Image point grounding data:
==================================================

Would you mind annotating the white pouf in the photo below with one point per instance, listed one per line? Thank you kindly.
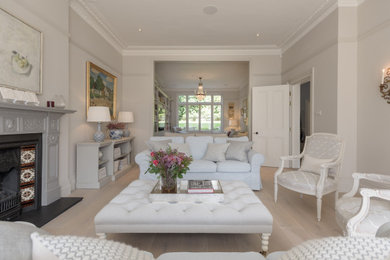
(132, 212)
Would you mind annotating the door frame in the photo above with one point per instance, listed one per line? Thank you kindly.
(296, 108)
(287, 144)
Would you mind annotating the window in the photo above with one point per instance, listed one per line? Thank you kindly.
(204, 115)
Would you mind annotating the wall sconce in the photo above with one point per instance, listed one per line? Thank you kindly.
(384, 87)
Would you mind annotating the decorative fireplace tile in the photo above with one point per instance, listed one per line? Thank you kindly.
(27, 175)
(27, 155)
(27, 194)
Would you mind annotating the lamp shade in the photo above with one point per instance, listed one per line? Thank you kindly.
(98, 114)
(233, 122)
(125, 117)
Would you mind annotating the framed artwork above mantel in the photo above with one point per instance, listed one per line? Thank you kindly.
(101, 88)
(20, 54)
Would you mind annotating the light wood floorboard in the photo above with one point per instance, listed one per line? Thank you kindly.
(294, 221)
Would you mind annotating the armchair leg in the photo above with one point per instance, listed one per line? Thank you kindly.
(276, 192)
(319, 204)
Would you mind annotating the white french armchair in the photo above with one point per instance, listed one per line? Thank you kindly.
(318, 175)
(363, 215)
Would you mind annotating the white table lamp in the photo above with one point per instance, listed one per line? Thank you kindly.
(126, 117)
(233, 123)
(98, 114)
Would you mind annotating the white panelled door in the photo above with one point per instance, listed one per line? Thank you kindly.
(271, 122)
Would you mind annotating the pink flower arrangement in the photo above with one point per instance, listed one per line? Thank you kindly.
(169, 162)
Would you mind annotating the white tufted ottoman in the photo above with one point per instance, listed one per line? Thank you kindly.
(132, 212)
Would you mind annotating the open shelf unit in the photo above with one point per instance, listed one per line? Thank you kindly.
(94, 170)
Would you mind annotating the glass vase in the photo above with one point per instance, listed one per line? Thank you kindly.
(168, 183)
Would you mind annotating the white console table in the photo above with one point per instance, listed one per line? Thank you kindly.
(116, 165)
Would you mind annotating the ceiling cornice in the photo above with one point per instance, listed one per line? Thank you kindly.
(317, 17)
(350, 3)
(198, 51)
(90, 16)
(82, 9)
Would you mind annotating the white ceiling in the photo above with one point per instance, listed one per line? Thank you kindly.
(183, 23)
(226, 75)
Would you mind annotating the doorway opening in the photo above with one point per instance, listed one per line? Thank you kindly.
(305, 113)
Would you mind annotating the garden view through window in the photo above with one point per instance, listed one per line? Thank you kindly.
(204, 115)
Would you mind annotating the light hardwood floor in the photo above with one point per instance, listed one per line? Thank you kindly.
(294, 221)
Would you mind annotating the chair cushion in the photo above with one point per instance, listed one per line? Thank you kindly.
(379, 213)
(233, 166)
(202, 166)
(339, 248)
(305, 182)
(311, 164)
(198, 145)
(216, 152)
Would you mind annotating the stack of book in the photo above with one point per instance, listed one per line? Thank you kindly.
(200, 186)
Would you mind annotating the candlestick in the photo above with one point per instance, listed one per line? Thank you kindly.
(383, 75)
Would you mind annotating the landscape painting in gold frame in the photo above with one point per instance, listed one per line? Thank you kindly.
(101, 88)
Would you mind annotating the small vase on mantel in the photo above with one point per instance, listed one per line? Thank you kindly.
(168, 183)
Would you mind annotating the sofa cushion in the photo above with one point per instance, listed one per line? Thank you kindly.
(48, 247)
(216, 152)
(233, 166)
(198, 145)
(158, 145)
(341, 248)
(181, 148)
(172, 139)
(238, 150)
(202, 166)
(211, 256)
(223, 140)
(16, 244)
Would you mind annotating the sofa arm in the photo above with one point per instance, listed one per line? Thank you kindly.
(255, 160)
(142, 159)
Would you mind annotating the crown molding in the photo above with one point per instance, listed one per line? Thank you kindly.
(317, 17)
(90, 17)
(208, 90)
(350, 3)
(200, 51)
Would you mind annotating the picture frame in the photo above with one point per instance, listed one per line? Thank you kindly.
(21, 51)
(101, 88)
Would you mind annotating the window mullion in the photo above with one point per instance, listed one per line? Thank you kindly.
(199, 117)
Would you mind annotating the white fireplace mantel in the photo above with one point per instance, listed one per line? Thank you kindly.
(24, 119)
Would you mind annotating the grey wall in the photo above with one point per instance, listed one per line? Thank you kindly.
(86, 45)
(137, 95)
(372, 110)
(51, 18)
(317, 51)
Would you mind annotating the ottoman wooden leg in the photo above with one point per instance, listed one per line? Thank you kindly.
(101, 235)
(264, 243)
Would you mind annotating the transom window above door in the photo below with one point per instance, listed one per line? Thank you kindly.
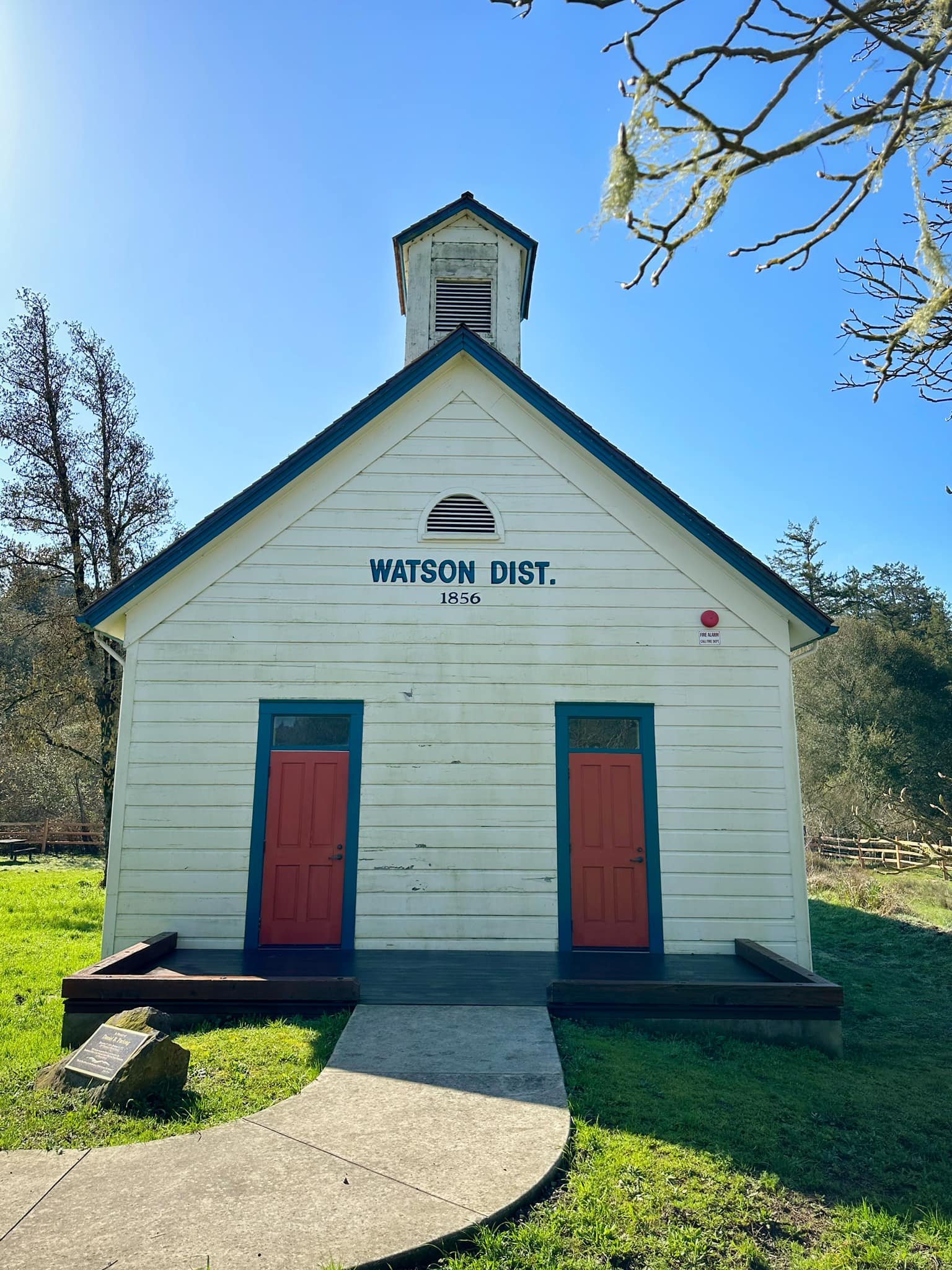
(310, 732)
(594, 733)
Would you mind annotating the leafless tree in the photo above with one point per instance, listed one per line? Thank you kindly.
(910, 335)
(858, 82)
(84, 506)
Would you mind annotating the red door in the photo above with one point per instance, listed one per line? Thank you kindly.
(302, 890)
(607, 851)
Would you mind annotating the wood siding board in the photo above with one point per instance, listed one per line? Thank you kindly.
(467, 765)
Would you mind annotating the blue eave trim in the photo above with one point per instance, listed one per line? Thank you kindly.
(462, 340)
(485, 214)
(640, 479)
(236, 508)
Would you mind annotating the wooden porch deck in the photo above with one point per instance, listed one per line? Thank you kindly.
(753, 984)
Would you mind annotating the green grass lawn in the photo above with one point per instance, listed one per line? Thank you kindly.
(50, 925)
(724, 1155)
(685, 1155)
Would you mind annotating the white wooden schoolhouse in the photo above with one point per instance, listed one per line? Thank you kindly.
(459, 676)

==================================================

For each entry above, write it out again exactly but leave out any picture.

Would you mind annotating the white pouf in the photo below with one point per instance, listed one per line? Thank you kindly.
(132, 212)
Would you mind annotating the door frame in the photo above with one point per instance, listed one per line? Thank you kindly.
(296, 108)
(287, 144)
Would you mind annotating the window in the photo above with one point per instance, listed one per line? Thank you kindly.
(204, 115)
Would you mind annotating the wall sconce in the photo above with one point per instance, listed one per line? Thank you kindly.
(384, 87)
Would you mind annotating the decorative fireplace tile in the photo above with one point per instance, listed one per line? Thank you kindly.
(27, 175)
(27, 155)
(27, 194)
Would you mind annotating the lamp shade in the photo above with one point per instance, listed one per line? Thank you kindly.
(98, 114)
(233, 122)
(125, 117)
Would you mind annotating the framed artwork above mantel in the photo above with one point per instance, listed one per line? Thank you kindly.
(101, 88)
(20, 54)
Would you mind annotating the light wood floorboard in the photo above with one point per instance, listed one per line? Thank you kindly.
(294, 221)
Would you mind annotating the armchair leg in the photo above with one point per instance, listed one per line? Thank you kindly.
(276, 192)
(319, 204)
Would you mind annotating the white french armchair in the photo above with one point per instance, listed one per line? Thank you kindly.
(318, 175)
(363, 215)
Would you mind annotating the white table lamp in the photo above with one point per instance, listed one per line? Thank you kindly.
(126, 117)
(233, 123)
(98, 114)
Would you mind annotating the white panelled door in the photo above with one point per instance, listed one per line? Thank you kindly.
(271, 122)
Would you mind annotating the pink flower arrangement in the photo above with one point per instance, listed one per line? Thank you kindly.
(169, 162)
Would you mind annotating the white tufted ottoman in the photo above with one point per instance, listed one per line? Thank you kindly.
(132, 212)
Would you mind annotating the open shelf unit in the photo above with one point per instance, listed one per line? Thank you kindly.
(94, 170)
Would you mind annotating the glass vase in the photo above with one point per instance, listed one per line? Thank you kindly.
(168, 183)
Would you mind annotating the white console table in the photo above with one point per instance, listed one per line? Thank you kindly.
(116, 165)
Would you mind annotating the ceiling cornice in the photo above with one point per instance, listed one per line? Thank you kindly.
(317, 17)
(350, 3)
(198, 51)
(90, 16)
(82, 9)
Would you mind annotating the white ceiling in the photo above with one point per instance, listed one per line? Thank you kindly.
(183, 23)
(226, 75)
Would you mind annotating the doorway opening in the photo above with one point per instance, listed one per line? Thank you kindly.
(305, 113)
Would you mind annotating the garden view through window in the photo above with one point per instance, listed one per line? Thank you kindly.
(204, 115)
Would you mind annotating the light hardwood floor in the photo above with one point per instance, listed one per line? Thank you kindly.
(294, 221)
Would you mind annotating the chair cushion in the photo above with one point per instance, listed one per line? Thank you kindly.
(379, 213)
(233, 166)
(202, 166)
(339, 248)
(305, 182)
(311, 164)
(198, 145)
(216, 152)
Would you mind annotating the stack of book in the photo above with one point per instance, listed one per line? Thank you kindly.
(200, 186)
Would you mind annotating the candlestick in the photo above with one point per instance, listed one per line? Thank you kindly.
(383, 75)
Would you mind annotating the landscape painting in gold frame in the photo above with one point per instance, listed one per line? Thank you kindly.
(101, 88)
Would you mind annotating the small vase on mantel in the photo above with one point per instance, listed one per line? Thank you kindly.
(168, 183)
Would you mind annotating the sofa cushion in the photo above with one point per instance, listed one per line? Thank you kindly.
(48, 247)
(216, 152)
(233, 166)
(198, 145)
(158, 145)
(341, 248)
(181, 148)
(172, 139)
(238, 150)
(202, 166)
(211, 256)
(223, 140)
(16, 244)
Would you mind annotating the sofa arm in the photo above with one point per instance, listed one per line? Thank you kindly.
(255, 160)
(142, 159)
Would you mind annotating the crown molding in the photo above with one point per instance, listed one per line? Thank you kindly.
(317, 17)
(90, 17)
(208, 90)
(350, 3)
(200, 51)
Would you mind annotating the picture frame in the photo above with one point per instance, listed one per line? Thank you kindly.
(21, 51)
(101, 88)
Would you mind annotating the window mullion in the photo above with one point per instance, listed one per line? Thank you kindly.
(199, 117)
Would you mind annotating the white fireplace mantel in the photo above with one point per instance, listed one per line? Thank you kindly.
(24, 119)
Would you mind annotating the grey wall in the photo above with one point per instance, listed one per line? Thank you kindly.
(86, 45)
(137, 95)
(372, 110)
(51, 18)
(317, 51)
Would you mind annotating the ottoman wooden leg in the photo above with one point per instance, listed one per line? Thank you kindly.
(101, 235)
(264, 243)
Would you mind annotating the transom window above door in the photo below with one point per instance, listed one per line? Thank you kindly.
(310, 732)
(594, 733)
Would you mind annotating the leafless tree in the photo above with one point per instance, listed one per line? Thank you kindly.
(910, 335)
(858, 82)
(84, 506)
Would you mind annotating the red door in the photo above with one point per instance, listed one per line? Thank you kindly.
(302, 890)
(607, 851)
Would you mind annotating the wood siding board in the photo above with one point per instance, listed one per line? Thank you kindly.
(467, 765)
Would you mind annotating the blue eave trim in the photo above with one point per instance, listed one per line? Thank you kindly.
(462, 340)
(485, 214)
(640, 479)
(236, 508)
Would you mind annotating the wooden porch deck in the photo above with one point per instance, listed one per line? Thank you kindly.
(753, 984)
Would you mind annotating the green grass lawn in the photo above with one point per instance, listed one per line? Thank you kindly.
(50, 925)
(724, 1155)
(685, 1155)
Would you mind annotating the white wooden schoolhouse in the photo above with one point per instance, listed one per line? Thank you kindly.
(459, 676)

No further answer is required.